====== Listing

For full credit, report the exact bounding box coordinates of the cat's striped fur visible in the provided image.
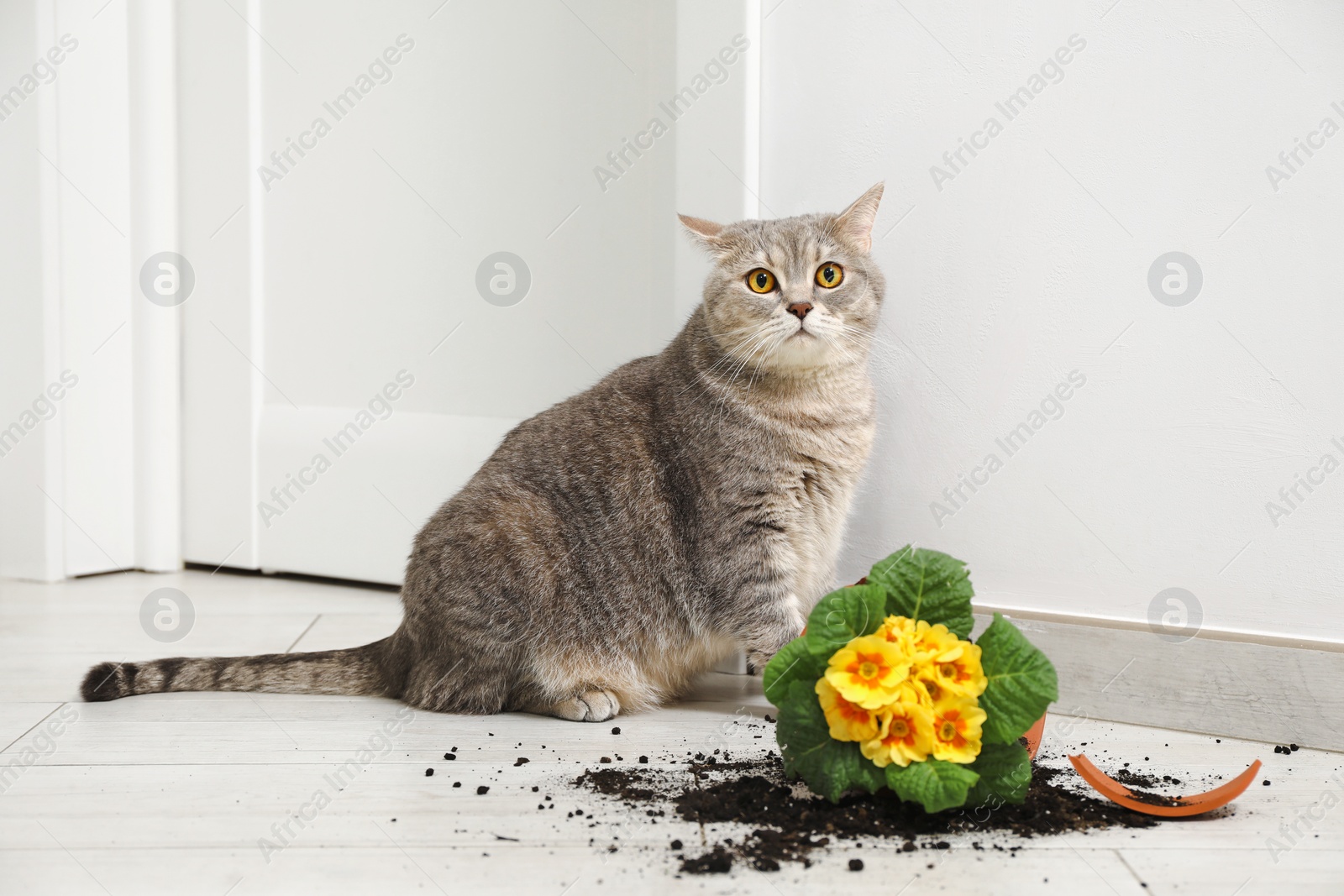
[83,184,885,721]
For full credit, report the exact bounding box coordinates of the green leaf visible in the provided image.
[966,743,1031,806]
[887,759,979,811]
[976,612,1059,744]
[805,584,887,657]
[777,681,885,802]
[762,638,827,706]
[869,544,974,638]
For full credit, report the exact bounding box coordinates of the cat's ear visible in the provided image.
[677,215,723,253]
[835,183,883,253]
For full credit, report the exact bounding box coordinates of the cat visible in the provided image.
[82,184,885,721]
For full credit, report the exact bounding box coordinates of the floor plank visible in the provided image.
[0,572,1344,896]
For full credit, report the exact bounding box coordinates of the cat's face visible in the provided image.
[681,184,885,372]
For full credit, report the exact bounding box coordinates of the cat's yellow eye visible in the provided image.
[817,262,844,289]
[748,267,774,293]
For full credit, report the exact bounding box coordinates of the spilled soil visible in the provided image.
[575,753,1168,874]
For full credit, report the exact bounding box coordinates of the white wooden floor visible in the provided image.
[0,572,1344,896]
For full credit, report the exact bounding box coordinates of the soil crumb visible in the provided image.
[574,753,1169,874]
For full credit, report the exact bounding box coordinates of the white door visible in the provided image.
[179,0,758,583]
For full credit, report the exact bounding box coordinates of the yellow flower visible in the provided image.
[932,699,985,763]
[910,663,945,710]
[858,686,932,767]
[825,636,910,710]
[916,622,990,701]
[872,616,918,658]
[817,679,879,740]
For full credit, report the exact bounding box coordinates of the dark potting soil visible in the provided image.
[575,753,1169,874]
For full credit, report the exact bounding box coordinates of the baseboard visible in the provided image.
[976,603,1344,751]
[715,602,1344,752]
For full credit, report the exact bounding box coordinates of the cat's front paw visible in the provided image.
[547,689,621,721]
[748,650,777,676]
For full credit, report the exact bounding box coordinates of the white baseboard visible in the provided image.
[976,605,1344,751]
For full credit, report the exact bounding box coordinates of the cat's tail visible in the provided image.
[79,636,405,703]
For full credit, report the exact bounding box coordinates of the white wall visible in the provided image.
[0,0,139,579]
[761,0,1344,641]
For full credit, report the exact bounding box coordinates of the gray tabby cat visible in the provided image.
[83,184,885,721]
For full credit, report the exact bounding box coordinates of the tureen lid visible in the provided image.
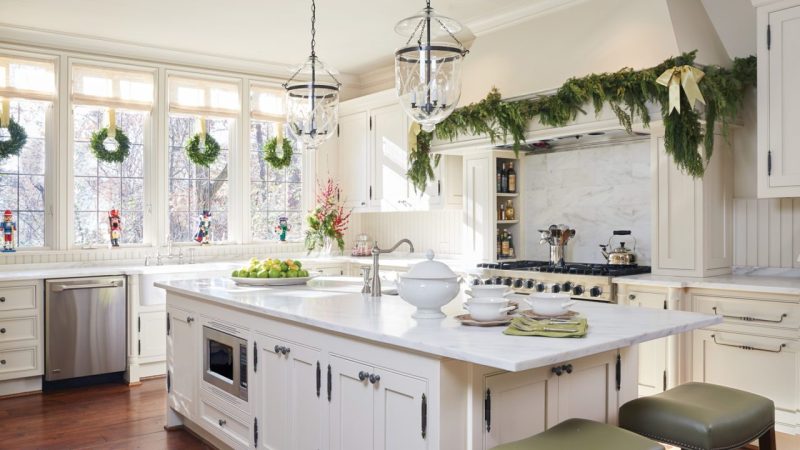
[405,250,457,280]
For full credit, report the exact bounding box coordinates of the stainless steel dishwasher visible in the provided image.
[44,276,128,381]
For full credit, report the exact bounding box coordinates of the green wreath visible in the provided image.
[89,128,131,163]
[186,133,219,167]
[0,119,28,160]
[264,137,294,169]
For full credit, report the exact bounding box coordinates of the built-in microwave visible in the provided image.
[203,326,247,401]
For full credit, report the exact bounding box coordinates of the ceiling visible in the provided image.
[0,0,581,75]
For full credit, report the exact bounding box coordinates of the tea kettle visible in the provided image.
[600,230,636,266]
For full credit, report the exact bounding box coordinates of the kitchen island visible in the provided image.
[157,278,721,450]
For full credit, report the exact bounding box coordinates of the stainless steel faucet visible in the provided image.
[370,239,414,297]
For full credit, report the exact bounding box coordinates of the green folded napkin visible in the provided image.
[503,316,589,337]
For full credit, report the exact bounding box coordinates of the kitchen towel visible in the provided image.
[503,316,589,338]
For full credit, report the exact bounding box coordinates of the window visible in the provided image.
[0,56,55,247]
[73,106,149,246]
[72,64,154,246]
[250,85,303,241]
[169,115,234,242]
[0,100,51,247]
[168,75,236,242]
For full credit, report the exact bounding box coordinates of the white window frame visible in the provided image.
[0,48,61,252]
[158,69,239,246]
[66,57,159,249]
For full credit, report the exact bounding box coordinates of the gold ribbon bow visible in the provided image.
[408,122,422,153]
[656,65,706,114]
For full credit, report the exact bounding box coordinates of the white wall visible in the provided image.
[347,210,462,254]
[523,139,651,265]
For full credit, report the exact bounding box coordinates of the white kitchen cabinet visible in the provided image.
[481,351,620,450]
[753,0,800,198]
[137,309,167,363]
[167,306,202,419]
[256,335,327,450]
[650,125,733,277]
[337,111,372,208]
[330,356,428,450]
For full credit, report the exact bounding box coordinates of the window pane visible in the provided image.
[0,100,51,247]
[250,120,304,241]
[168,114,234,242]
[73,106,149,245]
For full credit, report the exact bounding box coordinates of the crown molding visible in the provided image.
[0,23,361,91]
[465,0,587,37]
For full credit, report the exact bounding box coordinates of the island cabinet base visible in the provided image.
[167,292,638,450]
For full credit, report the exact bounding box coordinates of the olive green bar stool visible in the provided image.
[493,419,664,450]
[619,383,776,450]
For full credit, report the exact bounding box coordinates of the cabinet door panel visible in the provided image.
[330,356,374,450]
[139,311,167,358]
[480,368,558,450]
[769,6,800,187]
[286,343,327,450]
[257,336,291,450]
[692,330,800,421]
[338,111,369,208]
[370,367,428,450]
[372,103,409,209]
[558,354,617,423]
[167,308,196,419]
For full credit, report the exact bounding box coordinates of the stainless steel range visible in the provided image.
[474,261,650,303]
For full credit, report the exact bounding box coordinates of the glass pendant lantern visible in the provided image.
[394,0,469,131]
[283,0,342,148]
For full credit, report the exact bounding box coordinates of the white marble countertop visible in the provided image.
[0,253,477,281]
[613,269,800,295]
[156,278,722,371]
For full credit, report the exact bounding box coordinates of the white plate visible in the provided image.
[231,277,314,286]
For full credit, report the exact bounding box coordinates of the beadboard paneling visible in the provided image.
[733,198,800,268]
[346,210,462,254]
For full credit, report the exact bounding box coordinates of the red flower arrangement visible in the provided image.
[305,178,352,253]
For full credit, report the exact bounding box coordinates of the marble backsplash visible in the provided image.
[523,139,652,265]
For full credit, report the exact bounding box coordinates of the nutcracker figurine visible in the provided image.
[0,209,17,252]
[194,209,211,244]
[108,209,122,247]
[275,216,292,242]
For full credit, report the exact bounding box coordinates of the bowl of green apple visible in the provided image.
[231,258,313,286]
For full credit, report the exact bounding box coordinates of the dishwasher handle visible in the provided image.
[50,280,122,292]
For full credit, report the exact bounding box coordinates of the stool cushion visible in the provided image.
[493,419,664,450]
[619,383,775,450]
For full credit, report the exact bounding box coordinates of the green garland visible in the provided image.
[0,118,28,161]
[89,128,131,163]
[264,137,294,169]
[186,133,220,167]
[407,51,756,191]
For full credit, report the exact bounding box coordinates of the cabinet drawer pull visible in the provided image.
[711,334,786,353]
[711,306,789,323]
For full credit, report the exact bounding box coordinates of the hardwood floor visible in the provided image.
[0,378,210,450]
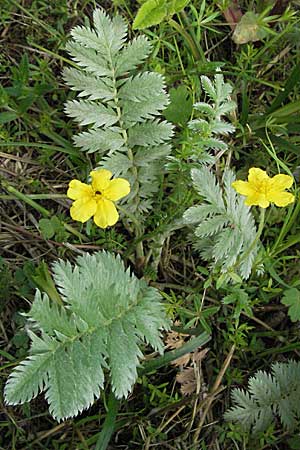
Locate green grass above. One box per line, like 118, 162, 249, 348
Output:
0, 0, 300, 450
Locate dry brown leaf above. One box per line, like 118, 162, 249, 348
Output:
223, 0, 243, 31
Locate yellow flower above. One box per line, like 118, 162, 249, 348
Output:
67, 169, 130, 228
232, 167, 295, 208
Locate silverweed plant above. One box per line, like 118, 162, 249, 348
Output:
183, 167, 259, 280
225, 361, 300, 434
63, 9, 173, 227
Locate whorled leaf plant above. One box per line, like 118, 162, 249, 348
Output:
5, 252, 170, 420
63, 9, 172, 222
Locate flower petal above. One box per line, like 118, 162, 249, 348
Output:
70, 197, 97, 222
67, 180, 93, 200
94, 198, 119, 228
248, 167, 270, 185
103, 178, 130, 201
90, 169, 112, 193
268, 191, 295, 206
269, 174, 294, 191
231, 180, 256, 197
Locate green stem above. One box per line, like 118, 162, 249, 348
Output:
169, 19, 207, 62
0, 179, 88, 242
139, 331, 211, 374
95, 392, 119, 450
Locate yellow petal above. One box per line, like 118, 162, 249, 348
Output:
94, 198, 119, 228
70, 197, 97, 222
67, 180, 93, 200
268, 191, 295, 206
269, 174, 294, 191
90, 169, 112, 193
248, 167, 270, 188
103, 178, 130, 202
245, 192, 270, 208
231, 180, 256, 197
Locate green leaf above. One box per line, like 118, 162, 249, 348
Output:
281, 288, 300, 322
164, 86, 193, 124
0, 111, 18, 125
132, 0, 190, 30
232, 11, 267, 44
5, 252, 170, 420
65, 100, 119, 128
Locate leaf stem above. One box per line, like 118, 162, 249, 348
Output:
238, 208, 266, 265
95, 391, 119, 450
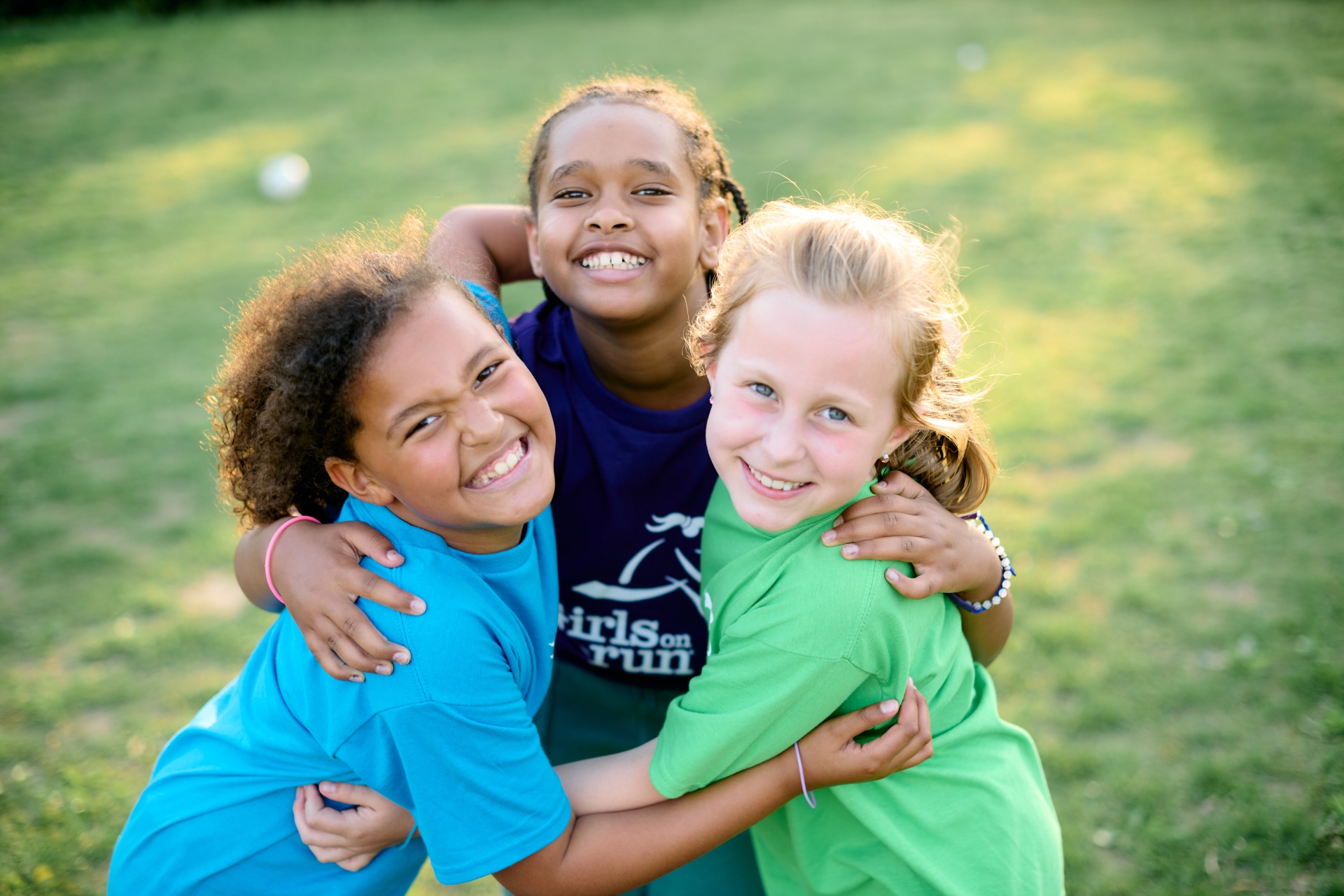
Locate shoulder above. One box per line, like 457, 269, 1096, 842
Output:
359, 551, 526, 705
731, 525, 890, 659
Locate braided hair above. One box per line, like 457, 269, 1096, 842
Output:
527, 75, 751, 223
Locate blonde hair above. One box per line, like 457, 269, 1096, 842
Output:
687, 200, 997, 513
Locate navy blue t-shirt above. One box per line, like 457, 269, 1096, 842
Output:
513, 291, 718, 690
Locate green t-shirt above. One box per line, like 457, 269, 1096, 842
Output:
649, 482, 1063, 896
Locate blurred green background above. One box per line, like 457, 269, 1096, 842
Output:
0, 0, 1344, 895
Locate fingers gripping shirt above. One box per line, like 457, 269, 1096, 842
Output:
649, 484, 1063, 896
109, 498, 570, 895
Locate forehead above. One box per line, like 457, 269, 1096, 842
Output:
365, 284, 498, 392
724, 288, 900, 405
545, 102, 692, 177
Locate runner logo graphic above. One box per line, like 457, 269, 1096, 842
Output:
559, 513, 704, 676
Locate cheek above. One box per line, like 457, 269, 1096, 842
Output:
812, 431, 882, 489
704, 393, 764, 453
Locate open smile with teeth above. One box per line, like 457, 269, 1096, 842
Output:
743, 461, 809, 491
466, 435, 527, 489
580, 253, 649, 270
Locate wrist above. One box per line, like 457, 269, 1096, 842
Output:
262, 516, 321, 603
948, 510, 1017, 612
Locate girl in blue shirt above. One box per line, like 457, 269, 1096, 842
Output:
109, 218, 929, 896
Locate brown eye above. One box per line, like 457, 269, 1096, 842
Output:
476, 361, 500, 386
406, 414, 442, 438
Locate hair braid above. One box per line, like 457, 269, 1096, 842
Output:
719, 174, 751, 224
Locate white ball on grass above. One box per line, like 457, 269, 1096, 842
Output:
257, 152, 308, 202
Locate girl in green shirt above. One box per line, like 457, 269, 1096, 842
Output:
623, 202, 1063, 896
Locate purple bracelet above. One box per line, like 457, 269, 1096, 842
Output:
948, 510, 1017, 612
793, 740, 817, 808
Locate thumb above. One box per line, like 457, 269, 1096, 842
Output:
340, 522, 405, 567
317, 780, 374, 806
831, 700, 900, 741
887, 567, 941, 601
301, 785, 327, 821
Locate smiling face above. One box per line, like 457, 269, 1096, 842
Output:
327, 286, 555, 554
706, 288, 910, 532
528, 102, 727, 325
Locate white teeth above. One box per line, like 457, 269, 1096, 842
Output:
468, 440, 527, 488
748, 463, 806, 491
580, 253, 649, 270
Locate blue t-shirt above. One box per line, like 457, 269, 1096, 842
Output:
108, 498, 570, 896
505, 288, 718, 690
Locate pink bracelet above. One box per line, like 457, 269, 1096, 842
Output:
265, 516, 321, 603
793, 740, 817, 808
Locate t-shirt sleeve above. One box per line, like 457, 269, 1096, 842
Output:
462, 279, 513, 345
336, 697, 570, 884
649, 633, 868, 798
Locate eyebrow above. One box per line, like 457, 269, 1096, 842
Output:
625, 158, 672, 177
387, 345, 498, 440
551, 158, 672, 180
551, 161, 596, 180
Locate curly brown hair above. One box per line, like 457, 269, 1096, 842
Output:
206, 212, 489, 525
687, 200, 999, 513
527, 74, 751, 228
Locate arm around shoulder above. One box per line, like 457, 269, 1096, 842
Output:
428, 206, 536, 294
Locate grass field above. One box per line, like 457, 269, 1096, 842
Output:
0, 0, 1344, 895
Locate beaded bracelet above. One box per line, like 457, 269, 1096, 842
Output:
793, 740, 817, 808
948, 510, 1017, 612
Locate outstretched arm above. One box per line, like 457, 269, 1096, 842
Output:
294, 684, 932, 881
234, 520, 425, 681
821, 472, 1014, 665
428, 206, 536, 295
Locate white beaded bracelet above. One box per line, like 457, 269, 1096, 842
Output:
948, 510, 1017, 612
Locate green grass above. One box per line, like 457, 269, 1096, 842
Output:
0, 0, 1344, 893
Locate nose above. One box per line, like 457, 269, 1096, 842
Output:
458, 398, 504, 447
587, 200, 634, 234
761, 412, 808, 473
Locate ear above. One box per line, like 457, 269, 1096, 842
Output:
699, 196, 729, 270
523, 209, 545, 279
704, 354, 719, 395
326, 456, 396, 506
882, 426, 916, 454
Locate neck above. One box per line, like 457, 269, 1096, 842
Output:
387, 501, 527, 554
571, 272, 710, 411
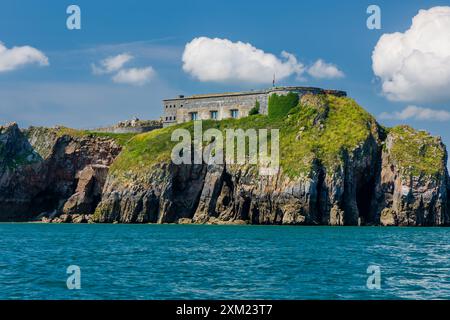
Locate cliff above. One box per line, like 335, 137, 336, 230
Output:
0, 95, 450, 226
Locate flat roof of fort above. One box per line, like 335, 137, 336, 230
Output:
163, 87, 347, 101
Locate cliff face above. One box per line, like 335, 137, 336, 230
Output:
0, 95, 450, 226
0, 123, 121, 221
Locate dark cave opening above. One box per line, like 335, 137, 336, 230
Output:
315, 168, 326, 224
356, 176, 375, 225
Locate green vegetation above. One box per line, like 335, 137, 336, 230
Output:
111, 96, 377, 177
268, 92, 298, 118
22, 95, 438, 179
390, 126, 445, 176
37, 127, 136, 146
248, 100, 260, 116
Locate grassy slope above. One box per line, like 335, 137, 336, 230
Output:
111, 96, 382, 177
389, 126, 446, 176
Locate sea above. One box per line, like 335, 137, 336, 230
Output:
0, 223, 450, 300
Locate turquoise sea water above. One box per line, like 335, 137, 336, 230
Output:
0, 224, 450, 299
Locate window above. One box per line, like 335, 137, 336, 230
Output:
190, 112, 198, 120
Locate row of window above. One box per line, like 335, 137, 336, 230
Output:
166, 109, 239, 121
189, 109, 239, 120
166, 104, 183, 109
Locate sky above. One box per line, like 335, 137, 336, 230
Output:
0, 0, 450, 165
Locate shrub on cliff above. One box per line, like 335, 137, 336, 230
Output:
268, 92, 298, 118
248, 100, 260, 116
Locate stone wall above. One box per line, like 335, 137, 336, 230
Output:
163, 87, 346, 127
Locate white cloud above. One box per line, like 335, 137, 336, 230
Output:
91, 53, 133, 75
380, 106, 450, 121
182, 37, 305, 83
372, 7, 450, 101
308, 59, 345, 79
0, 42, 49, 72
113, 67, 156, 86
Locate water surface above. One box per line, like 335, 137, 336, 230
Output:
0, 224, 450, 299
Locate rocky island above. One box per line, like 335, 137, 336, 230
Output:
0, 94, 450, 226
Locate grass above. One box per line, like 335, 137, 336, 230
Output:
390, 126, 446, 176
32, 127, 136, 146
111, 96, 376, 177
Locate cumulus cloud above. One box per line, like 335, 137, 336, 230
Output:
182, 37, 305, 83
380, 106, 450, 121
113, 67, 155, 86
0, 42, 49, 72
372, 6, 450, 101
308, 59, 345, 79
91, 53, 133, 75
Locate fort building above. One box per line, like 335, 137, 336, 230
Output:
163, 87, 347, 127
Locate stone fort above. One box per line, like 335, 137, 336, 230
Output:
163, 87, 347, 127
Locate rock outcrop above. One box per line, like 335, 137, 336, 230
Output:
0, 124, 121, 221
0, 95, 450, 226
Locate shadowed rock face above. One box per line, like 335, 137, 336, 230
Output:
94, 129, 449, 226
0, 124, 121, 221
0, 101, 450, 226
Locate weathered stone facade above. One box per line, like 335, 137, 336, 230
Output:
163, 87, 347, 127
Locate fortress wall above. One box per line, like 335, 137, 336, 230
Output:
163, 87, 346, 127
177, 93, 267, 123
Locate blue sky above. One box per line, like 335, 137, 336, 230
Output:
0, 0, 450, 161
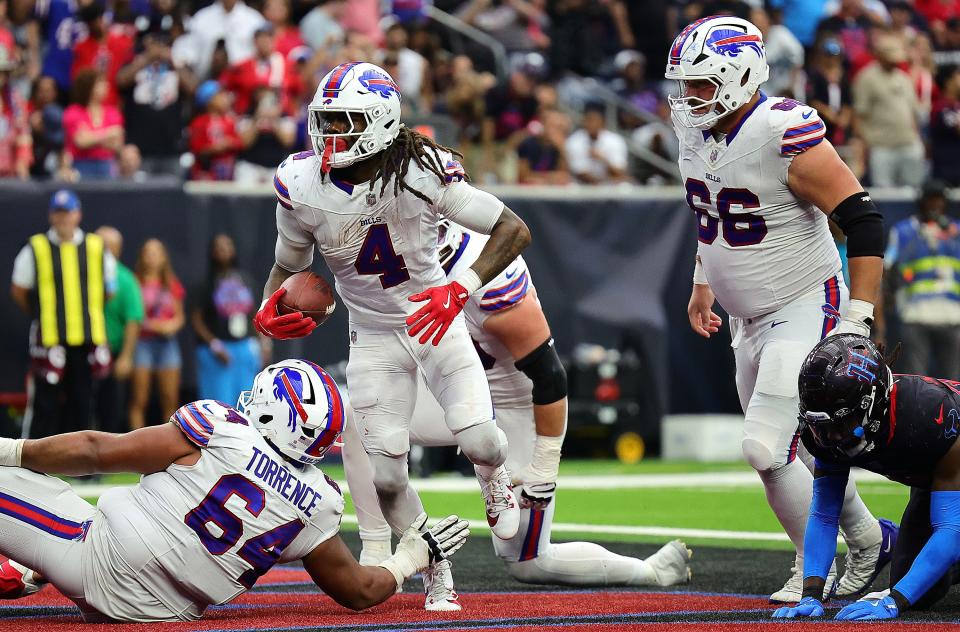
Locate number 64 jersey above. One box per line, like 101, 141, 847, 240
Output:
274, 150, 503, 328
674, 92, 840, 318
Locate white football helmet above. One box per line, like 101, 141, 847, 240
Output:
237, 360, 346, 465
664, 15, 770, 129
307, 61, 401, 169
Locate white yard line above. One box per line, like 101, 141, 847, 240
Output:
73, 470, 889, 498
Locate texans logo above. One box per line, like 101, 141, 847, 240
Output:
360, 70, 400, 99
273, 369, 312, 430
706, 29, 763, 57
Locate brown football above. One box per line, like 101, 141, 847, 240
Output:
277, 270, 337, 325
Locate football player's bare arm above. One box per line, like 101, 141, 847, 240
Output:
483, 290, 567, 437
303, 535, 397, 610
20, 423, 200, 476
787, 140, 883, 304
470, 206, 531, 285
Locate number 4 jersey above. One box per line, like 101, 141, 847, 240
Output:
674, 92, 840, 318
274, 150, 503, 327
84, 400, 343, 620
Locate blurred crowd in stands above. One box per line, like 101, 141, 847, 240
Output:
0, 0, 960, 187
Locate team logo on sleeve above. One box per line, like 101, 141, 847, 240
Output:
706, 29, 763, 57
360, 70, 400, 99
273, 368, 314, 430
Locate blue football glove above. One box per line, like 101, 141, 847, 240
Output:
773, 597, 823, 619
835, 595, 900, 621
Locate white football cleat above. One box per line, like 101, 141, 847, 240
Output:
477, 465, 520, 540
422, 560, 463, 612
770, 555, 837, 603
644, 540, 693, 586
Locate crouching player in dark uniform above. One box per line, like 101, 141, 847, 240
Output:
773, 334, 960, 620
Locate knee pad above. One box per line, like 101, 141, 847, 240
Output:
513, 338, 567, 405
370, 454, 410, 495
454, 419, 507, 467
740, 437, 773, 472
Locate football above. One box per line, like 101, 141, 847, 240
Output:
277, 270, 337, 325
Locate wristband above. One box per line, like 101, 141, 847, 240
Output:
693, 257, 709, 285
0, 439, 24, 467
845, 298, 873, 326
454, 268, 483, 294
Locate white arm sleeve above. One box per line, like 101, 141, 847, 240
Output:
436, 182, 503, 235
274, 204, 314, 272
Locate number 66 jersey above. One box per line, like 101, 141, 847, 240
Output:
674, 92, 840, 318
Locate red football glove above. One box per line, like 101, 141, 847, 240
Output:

============

Task to carry out = Copy exactly the lines from the one containing "Locate football player's" through the last line of the records, both included, and nothing else.

Answer in full =
Locate football player's bare arm above. One box per line, like 101, 141, 847, 240
Output:
483, 290, 567, 437
303, 535, 397, 610
20, 423, 200, 476
787, 140, 883, 304
470, 206, 531, 285
Locate number 4 jersey above. One box per line, like 101, 141, 847, 240
Output:
674, 92, 840, 318
274, 150, 503, 327
84, 400, 343, 620
Locate blurred crowd in stands above. One box per line, like 101, 141, 847, 240
Output:
0, 0, 960, 187
Locate team logo on sleeve above. One box per line, like 101, 141, 847, 240
Output:
706, 29, 763, 57
360, 70, 400, 99
273, 368, 314, 430
Locate blue football glove above. One box per line, like 101, 141, 847, 240
Output:
773, 597, 823, 619
835, 595, 900, 621
Locate white football cleat above. One box per line, like 101, 141, 847, 240
Output:
477, 465, 520, 540
422, 560, 463, 612
770, 555, 837, 603
644, 540, 693, 586
Locate crouching player in dark uniform above. One box per line, like 101, 141, 847, 240
Output:
773, 334, 960, 620
Locate knee pad above. One box per line, like 101, 141, 847, 240
Output:
513, 338, 567, 405
370, 454, 410, 495
454, 419, 507, 467
740, 437, 773, 472
Locate football above. One box per line, like 101, 141, 847, 240
Output:
277, 270, 337, 325
Locate wristband above. One box per line, like 101, 141, 847, 240
Output:
693, 257, 709, 285
0, 439, 24, 467
845, 298, 873, 326
454, 268, 483, 294
Locate white arm sleeve above. One box per line, like 101, 141, 847, 240
Output:
436, 182, 503, 235
274, 204, 314, 272
Locate number 66 jersey above. One box per line, like 101, 141, 847, 240
Output:
674, 92, 840, 318
Locate red football glove above. One box per line, like 101, 141, 847, 240
Output:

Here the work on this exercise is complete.